Could you carry on the column about the Tasmanian election and Neapolitan pizza, picking up right after its last sentence?

(Extracted text begins)

Bagging a green vote. The fascinating thing about the Tasmanian State election is that almost certainly there will not be a winner. While the Liberal Party looks like easily getting the most primary votes it is unlikely to win the 13 seats it needs to govern in its own right from the five electorates which each return five members. Labor, although likely to record one of its lowest votes in history, is still favoured by the market to continue in office with some kind of support from the Tasmania Greens.

It is bound to be a very unstable arrangement because on forestry matters, the preservation of which is the fundamental issue for the Greens, Labor parliamentarians cannot do a deal without splitting their own party. As for the Liberals they will not even countenance talking with the dreaded Greens.

The best the Liberals can come up with is to attempt to lure a few potential environmentally concerned voters to their side by raising the spectre of government chaos if they do not manage a majority in their own right and by tossing in a few green policies of their own. So it was that yesterday leader Will Hodgman promised plastic bags would be banned within two years if he wins power in March. In a Liberal Tasmania shoppers would be able only to use biodegradable plastic bags, re-usable or paper bags.

Naturally Mr Hodgman dismissed suggestions that the announcement, and another Liberal policy to resurrect the axed Department of Environment, Parks, Heritage and the Arts, was an attempt to grab the green vote.

“This is mainstream, sensible policy,” the Hobart Mercury quotes him as saying. “There are all sorts of reasons why this sort of policy is about delivering practical outcomes, protecting our waterways. “The Greens don’t have a monopoly on environmental policy.”

Protecting the pizza. It won’t be long now before the European Union starts attacking your local pizza parlour for using the word Neapolitan to describe its offerings. The pizza producers of Naples this week succeeded in getting their local speciality given the Traditional Speciality Guaranteed label by the EU bureaucrats. The label is designed to stop pesky outsiders from using the word Neapolitan unless their product is vetted by a special commission that will check standards. These include using only San Marzano tomatoes and fresh buffalo mozzarella cheese.

(Extracted text ends)
(Available data begins)

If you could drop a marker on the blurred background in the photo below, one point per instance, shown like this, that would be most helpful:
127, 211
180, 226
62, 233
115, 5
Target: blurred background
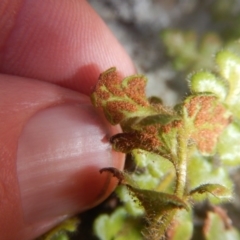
140, 25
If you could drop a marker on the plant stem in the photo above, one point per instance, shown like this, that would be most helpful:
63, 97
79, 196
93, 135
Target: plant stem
181, 164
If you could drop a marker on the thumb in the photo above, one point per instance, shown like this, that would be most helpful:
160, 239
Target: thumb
54, 145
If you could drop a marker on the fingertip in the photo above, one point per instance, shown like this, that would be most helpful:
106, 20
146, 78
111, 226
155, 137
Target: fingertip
64, 42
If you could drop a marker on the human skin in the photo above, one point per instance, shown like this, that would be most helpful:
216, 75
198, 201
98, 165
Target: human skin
52, 141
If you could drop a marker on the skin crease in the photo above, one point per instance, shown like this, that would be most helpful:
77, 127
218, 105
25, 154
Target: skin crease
50, 52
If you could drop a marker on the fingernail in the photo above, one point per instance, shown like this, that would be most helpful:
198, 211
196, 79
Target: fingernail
60, 152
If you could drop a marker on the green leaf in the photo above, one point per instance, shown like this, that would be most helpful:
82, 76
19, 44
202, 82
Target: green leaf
203, 172
117, 226
206, 82
157, 203
216, 190
205, 118
215, 228
121, 99
229, 68
181, 227
228, 145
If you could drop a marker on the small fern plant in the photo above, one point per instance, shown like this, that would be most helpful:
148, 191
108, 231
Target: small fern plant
182, 155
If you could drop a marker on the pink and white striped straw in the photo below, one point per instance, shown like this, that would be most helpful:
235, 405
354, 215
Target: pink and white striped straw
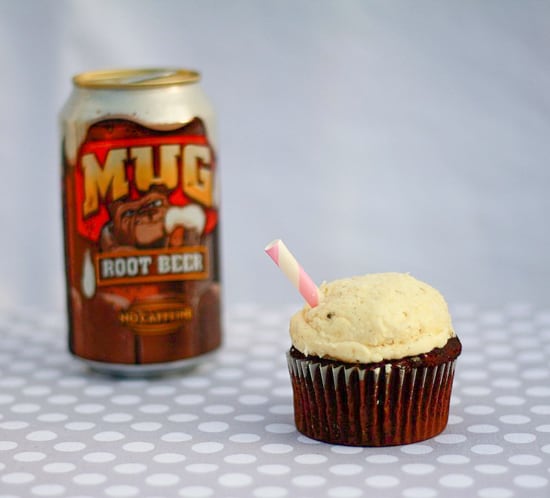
284, 259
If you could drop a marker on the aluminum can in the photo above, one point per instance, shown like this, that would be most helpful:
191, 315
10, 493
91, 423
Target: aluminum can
141, 221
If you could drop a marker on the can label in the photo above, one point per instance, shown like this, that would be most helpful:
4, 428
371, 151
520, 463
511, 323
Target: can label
141, 224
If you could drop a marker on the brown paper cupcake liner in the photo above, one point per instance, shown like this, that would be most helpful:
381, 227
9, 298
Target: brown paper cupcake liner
383, 404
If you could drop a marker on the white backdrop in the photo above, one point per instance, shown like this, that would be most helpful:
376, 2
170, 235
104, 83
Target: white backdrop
370, 135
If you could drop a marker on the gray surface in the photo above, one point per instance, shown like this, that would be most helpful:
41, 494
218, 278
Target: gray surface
369, 135
226, 429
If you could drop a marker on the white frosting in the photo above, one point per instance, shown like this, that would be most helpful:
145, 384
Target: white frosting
371, 318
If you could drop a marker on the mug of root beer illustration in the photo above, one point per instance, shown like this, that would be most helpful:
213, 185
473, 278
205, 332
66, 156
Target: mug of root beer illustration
141, 226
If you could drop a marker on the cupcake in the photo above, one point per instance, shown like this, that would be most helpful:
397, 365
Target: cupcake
372, 363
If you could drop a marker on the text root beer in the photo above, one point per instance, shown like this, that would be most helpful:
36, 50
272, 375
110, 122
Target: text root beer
141, 220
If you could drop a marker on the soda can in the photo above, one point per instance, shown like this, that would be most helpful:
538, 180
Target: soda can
141, 221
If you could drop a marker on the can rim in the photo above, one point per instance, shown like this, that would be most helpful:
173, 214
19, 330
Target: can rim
135, 78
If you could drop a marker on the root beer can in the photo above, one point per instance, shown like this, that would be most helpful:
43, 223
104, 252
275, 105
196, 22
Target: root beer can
141, 221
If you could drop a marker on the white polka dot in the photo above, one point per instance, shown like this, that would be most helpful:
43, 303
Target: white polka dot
235, 480
479, 409
62, 399
495, 493
525, 459
419, 493
161, 390
99, 457
483, 429
207, 447
196, 382
244, 438
456, 481
309, 481
72, 382
213, 427
182, 417
98, 390
25, 408
257, 383
487, 449
7, 445
476, 391
224, 391
418, 469
541, 409
450, 438
535, 373
453, 459
417, 449
506, 383
59, 467
138, 447
280, 428
126, 399
530, 481
270, 492
281, 409
109, 436
520, 437
117, 418
346, 450
202, 468
13, 425
130, 468
382, 481
176, 437
121, 491
250, 417
17, 478
491, 469
79, 426
162, 480
48, 490
346, 469
154, 409
510, 400
146, 426
382, 459
454, 419
310, 459
169, 458
276, 448
274, 469
345, 492
219, 409
41, 436
196, 492
37, 391
90, 479
69, 446
189, 399
29, 456
240, 458
514, 419
474, 374
89, 408
253, 399
52, 417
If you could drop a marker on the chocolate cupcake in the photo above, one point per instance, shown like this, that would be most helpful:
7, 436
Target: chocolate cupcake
373, 363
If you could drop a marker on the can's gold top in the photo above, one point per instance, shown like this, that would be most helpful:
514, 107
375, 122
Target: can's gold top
135, 78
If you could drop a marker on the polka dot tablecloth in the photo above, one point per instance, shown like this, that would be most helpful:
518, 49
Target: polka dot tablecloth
225, 429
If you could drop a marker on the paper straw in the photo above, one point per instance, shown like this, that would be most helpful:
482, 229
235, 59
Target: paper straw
284, 259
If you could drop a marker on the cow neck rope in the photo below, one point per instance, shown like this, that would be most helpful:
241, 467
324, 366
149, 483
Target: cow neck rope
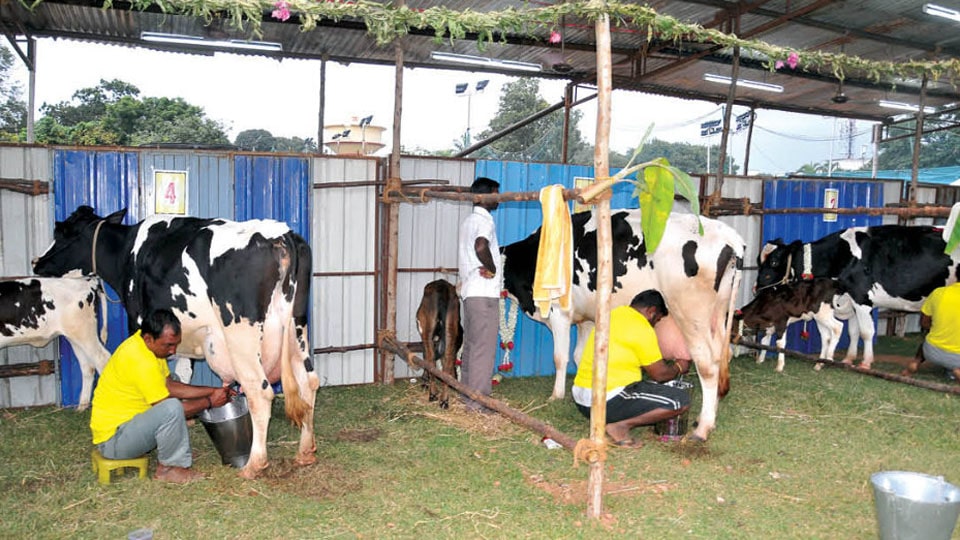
507, 320
93, 257
786, 275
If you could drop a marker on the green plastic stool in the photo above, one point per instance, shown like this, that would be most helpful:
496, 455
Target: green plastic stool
103, 466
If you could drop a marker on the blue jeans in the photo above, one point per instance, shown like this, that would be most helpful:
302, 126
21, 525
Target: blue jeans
163, 427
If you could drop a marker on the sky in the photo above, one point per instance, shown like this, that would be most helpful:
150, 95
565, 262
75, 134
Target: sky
246, 92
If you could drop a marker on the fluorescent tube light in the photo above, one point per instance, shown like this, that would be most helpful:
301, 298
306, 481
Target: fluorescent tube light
484, 61
756, 85
940, 11
904, 106
180, 39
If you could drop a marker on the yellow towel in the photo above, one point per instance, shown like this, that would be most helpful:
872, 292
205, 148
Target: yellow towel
554, 272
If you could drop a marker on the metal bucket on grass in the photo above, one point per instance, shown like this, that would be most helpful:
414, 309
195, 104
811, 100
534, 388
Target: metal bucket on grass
915, 506
231, 430
673, 429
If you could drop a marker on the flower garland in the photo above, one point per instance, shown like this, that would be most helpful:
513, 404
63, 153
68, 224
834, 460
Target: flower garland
387, 22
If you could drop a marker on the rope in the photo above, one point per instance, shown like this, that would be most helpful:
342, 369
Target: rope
589, 451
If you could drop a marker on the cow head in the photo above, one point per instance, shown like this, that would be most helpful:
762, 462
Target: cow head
775, 261
72, 245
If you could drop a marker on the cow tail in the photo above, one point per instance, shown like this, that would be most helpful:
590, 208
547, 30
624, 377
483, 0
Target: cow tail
724, 383
296, 408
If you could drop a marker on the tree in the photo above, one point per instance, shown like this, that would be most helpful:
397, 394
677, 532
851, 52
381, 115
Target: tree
13, 110
939, 149
691, 158
538, 141
113, 113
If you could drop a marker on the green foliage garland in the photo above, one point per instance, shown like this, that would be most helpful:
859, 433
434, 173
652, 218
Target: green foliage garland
388, 23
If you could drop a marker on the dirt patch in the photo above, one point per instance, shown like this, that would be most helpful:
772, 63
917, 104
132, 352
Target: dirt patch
318, 481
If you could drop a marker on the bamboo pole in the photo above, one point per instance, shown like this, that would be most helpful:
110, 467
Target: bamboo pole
601, 158
389, 343
948, 388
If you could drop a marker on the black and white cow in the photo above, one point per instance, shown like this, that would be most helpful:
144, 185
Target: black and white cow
438, 321
240, 290
697, 275
35, 310
887, 266
773, 309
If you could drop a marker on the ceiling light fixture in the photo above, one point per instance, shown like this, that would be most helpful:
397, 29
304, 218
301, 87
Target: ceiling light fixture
940, 11
180, 39
756, 85
484, 61
904, 106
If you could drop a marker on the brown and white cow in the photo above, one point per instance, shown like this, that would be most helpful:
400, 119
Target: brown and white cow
773, 309
438, 321
240, 290
887, 266
698, 276
35, 310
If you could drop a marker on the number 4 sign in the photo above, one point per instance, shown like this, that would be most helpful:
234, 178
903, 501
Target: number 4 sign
170, 192
831, 198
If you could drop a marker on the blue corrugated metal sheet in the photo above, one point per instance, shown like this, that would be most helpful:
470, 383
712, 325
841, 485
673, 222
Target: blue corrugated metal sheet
107, 181
533, 352
810, 227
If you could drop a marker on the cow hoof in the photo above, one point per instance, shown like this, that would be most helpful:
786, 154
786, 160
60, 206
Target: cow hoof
305, 459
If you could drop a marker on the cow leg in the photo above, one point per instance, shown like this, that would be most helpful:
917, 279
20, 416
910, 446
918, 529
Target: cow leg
867, 330
560, 327
301, 356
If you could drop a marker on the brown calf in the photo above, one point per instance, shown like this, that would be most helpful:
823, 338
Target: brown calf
438, 320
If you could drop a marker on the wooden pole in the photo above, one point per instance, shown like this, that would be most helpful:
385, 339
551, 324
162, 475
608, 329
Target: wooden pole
389, 343
948, 388
601, 159
393, 213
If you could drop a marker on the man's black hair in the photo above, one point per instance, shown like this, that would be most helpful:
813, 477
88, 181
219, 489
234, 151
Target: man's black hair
155, 321
484, 185
650, 298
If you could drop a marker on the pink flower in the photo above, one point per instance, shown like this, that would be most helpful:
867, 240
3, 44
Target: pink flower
793, 60
282, 12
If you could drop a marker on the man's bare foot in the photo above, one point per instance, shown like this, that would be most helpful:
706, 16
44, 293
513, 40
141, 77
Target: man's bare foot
177, 475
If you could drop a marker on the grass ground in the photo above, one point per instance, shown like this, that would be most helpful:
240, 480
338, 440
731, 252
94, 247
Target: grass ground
791, 458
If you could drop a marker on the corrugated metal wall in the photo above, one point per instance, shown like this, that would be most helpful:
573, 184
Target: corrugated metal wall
344, 289
810, 227
25, 231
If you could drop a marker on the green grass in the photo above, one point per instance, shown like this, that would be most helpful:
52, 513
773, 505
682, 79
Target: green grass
791, 458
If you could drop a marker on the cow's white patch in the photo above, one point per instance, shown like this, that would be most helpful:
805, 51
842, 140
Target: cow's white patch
850, 237
236, 235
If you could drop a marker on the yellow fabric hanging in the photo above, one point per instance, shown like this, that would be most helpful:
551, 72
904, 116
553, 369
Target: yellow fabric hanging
554, 272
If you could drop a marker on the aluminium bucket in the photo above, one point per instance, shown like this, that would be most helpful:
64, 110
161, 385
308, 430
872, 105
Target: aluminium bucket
673, 429
915, 506
231, 430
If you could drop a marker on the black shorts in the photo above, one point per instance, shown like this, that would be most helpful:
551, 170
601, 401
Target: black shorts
642, 397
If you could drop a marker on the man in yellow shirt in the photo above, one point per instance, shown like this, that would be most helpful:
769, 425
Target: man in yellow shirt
633, 350
940, 321
137, 407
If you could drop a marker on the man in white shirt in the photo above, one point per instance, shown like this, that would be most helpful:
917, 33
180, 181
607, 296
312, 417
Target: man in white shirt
479, 262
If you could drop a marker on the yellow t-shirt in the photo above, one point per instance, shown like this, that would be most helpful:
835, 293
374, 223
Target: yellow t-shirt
943, 306
132, 381
633, 344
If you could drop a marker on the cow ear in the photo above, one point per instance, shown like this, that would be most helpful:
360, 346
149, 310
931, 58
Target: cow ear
116, 217
767, 249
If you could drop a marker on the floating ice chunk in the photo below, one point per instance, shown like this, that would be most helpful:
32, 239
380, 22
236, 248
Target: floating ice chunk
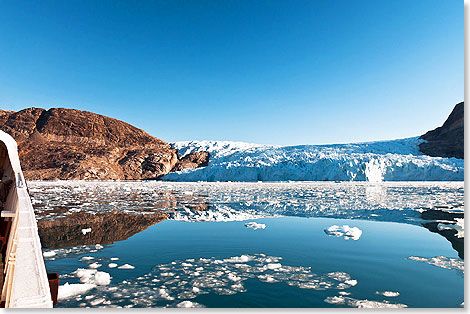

(Available data ends)

→ **Written reply**:
South Australian Labor Shouldn’t be Too Worried. SA Premier Mike Rann should not be too worried that the Adelaide Advertiser‘s latest opinion p0ll shows the election race getting closer. The biggest problem for a long term government often is the public perception that it will win easily. The Tiser poll now has the gap on a two party preferred basis closing from 14 points to four — 52 Labor to 48 Liberal.

I am not aware of the track record of these polls, which have a relatively small sample size of 539 voters, but that there has been some narrowing of the gap was suggested by the speed with which Labor moved to defuse the controversy over internet blogging.

A little warning from Treasury. It is unusual for the Paris-based OECD to make a comment about one of its member countries without having the view vetted first by the member’s own officials. Thus we can perhaps conclude that there is within the Treasury in Canberra a growing concern about Labor’s national broadband roll out. The Australian this morning had the head of the Organisation for Economic Co-operation and Development’s Australia desk, Claude Giorno, calling on the Rudd government to apply more rigorous cost-benefit analysis to its infrastructure spending, including the $43 billion broadband network. The paper quoted Mr Giorno saying “questions need to be answered” about the network because of the amount of spending involved and the apparent lack of any cost-benefit analysis.